[Exercício proposto a] No texto sobre saquaremas e luzias, a quem é atribuído o refrão segundo o qual nada se assemelha mais a um saquarema do que um Luzia no poder?

Embora se dissessem diferentes, eram pouco discerníveis quando no governo. Daí um refrão famoso do visconde de Albuquerque, perfeitamente aplicável às realidades contemporâneas: "Nada se assemelha mais a um 'saquarema' do que um 'Luzia’ no poder". Raymundo Faoro, em seu livro “Os donos do poder” interpreta: “o certo seria dizer que, no poder, nada separa um saquarema de um Luzia, mas o poder, na verdade, tem outra estrutura, independente do jogo cênico dos partidos em revezamento no ministério” Seriam eles, a opinião pública militante, legitimados plelas eleições, com o”povo” genuínamente representados (Faoro, 1975, pg. 342). Outra semelhança aos partidos contemporâneos: os Luzias ficaram conhecidos por adotar as propostas dos adversários sempre que voltavam ao poder (Schwarcz, 2003, pg. 122) .

[Material]
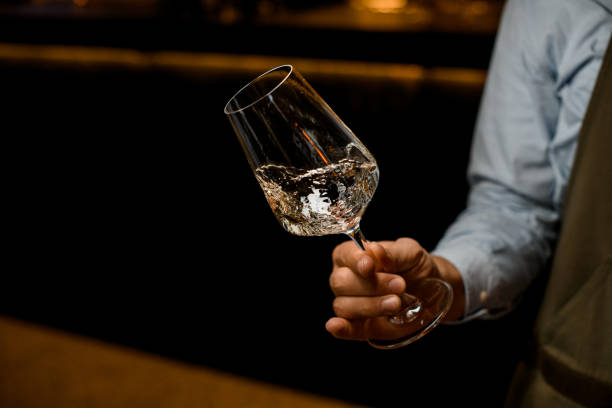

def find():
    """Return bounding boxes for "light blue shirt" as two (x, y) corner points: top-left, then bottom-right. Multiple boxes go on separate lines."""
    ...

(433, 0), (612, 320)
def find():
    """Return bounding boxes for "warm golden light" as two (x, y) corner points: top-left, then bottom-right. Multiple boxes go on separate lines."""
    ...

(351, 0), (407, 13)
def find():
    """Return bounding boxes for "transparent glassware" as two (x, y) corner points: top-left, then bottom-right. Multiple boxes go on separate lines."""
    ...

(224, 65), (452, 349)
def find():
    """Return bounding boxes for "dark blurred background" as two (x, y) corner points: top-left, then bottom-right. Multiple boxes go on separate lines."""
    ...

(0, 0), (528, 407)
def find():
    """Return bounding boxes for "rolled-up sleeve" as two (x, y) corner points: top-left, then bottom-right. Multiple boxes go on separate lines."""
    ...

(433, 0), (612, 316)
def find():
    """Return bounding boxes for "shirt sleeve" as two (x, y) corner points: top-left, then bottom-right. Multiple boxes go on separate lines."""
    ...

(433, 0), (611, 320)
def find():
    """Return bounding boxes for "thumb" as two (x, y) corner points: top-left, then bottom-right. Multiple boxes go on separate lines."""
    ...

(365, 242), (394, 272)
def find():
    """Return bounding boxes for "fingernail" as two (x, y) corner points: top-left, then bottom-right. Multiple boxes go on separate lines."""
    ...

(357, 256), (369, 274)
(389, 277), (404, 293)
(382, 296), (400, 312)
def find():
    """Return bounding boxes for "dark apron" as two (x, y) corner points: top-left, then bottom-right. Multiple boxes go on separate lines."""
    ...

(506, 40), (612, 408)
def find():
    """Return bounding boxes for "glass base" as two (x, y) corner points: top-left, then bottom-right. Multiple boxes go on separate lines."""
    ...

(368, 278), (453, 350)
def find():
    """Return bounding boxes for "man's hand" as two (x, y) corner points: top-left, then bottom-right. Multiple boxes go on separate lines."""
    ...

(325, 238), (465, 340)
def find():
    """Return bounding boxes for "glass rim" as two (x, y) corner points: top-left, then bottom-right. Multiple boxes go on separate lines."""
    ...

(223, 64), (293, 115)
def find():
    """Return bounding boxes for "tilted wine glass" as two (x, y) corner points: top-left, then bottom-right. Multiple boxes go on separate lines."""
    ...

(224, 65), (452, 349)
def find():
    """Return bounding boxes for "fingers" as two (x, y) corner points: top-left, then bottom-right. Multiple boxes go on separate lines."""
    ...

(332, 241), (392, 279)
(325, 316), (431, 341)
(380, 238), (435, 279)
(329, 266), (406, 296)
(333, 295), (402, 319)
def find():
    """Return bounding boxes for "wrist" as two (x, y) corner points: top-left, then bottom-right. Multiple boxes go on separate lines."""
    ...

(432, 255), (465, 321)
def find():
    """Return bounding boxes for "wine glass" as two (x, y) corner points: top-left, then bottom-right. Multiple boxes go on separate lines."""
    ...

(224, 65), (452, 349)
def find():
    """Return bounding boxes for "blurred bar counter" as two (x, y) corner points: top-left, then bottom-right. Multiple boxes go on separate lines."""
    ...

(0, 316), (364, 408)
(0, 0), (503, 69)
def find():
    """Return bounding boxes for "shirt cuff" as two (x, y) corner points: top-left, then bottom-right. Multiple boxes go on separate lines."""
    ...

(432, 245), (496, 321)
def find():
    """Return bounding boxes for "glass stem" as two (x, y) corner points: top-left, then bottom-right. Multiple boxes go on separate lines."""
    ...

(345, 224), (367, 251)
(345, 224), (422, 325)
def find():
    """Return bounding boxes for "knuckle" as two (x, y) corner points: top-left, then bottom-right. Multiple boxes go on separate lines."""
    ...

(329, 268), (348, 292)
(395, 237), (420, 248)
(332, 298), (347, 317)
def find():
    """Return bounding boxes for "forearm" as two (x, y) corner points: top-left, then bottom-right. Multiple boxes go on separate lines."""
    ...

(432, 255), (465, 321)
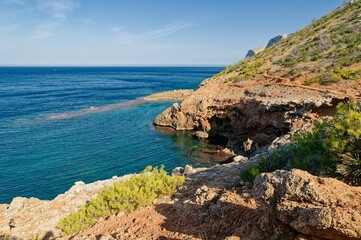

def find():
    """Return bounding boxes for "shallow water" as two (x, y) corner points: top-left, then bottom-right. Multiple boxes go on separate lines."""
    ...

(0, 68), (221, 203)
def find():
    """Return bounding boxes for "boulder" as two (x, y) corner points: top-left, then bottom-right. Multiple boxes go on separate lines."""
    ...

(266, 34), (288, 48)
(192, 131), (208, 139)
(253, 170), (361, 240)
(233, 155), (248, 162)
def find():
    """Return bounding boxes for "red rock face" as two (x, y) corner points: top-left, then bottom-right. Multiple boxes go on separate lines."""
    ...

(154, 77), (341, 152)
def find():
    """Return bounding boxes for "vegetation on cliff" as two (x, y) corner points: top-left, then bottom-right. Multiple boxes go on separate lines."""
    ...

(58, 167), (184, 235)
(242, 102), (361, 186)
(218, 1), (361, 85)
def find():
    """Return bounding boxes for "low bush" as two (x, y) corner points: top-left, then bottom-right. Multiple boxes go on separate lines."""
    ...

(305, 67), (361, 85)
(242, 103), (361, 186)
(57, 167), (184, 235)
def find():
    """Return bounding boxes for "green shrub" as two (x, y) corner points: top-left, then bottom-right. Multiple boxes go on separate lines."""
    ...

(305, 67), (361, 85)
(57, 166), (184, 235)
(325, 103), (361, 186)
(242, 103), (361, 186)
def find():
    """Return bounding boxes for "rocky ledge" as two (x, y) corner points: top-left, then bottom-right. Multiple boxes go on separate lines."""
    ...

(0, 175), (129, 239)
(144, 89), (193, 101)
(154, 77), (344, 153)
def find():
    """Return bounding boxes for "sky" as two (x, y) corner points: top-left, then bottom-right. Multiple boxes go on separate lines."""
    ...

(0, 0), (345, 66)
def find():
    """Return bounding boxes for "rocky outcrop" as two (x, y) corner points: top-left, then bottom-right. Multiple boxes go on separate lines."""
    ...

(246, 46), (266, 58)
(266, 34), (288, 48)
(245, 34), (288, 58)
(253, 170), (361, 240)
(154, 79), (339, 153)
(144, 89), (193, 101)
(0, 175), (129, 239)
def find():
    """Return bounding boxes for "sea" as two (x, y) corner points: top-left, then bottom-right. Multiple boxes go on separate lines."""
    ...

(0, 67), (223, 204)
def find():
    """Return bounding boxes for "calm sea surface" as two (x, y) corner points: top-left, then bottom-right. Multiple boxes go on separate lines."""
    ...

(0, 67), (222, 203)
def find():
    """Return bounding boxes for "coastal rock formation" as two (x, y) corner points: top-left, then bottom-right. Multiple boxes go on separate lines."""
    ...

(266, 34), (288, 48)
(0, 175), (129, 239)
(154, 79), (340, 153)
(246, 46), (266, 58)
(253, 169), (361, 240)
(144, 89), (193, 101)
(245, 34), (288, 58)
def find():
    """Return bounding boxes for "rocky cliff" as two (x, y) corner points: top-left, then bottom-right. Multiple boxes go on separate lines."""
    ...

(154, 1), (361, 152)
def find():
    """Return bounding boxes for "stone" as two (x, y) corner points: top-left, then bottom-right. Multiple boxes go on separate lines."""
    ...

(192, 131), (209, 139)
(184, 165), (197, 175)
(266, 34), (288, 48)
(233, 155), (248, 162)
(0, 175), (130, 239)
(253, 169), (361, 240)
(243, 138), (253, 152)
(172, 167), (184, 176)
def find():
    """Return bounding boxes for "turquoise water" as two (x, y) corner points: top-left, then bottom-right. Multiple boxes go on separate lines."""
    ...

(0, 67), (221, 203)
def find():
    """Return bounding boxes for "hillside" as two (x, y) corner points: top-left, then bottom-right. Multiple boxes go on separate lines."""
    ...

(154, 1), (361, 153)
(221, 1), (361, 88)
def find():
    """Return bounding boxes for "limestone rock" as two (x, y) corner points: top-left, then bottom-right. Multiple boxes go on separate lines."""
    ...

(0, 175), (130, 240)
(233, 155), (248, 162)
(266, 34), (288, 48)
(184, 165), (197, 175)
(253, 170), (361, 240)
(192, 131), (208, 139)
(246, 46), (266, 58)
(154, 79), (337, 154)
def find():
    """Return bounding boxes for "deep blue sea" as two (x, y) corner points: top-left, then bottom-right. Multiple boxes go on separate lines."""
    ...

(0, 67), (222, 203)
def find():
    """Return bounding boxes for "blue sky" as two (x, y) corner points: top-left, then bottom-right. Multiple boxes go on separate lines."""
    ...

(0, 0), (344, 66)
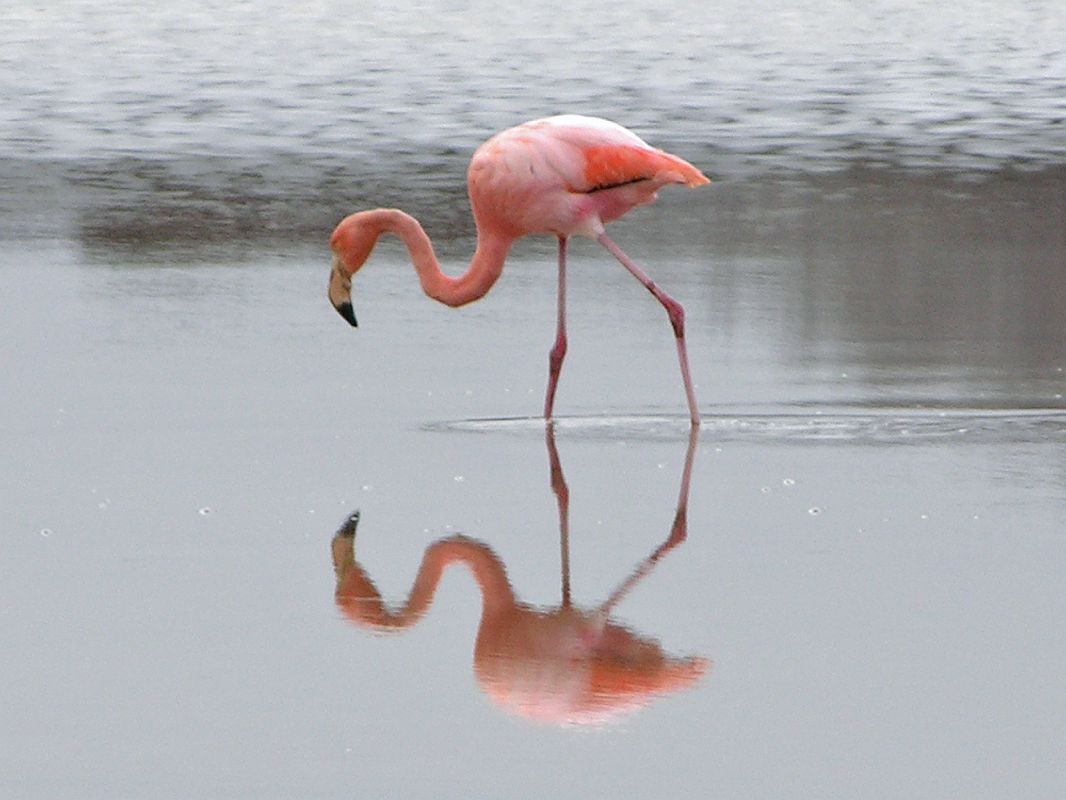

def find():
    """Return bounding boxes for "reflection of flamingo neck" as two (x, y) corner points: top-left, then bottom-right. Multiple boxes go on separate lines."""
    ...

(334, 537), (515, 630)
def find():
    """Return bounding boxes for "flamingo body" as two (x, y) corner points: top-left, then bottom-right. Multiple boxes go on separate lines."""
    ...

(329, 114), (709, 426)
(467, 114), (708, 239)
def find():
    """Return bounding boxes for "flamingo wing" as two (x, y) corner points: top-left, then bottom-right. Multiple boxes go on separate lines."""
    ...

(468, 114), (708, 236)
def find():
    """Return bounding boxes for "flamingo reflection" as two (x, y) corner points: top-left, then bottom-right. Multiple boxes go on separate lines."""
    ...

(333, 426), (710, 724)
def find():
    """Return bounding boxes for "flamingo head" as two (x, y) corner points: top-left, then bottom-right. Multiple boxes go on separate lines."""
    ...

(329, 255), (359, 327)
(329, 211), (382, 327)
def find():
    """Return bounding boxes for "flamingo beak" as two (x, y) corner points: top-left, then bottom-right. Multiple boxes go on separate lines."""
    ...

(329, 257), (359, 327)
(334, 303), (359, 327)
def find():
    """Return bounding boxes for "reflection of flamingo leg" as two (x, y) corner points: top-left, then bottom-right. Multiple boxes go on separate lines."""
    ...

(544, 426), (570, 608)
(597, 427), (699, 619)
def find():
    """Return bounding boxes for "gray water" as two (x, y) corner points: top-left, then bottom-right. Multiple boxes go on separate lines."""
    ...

[Exercício proposto b] Transcreva os registros desde o início até a linha que contém "(433, 0), (612, 320)", inclusive, trocando "light blue shirt" por "dark blue shirt" e mantendo todo o restante inalterado. Omita as imagens na resposta.

[Resposta a] Ao visconde de Albuquerque.

[Resposta b]
def find():
    """Return bounding boxes for "dark blue shirt" as two (x, y) corner points: top-left, then bottom-right. Multiple boxes go on separate lines."""
    ...

(433, 0), (612, 320)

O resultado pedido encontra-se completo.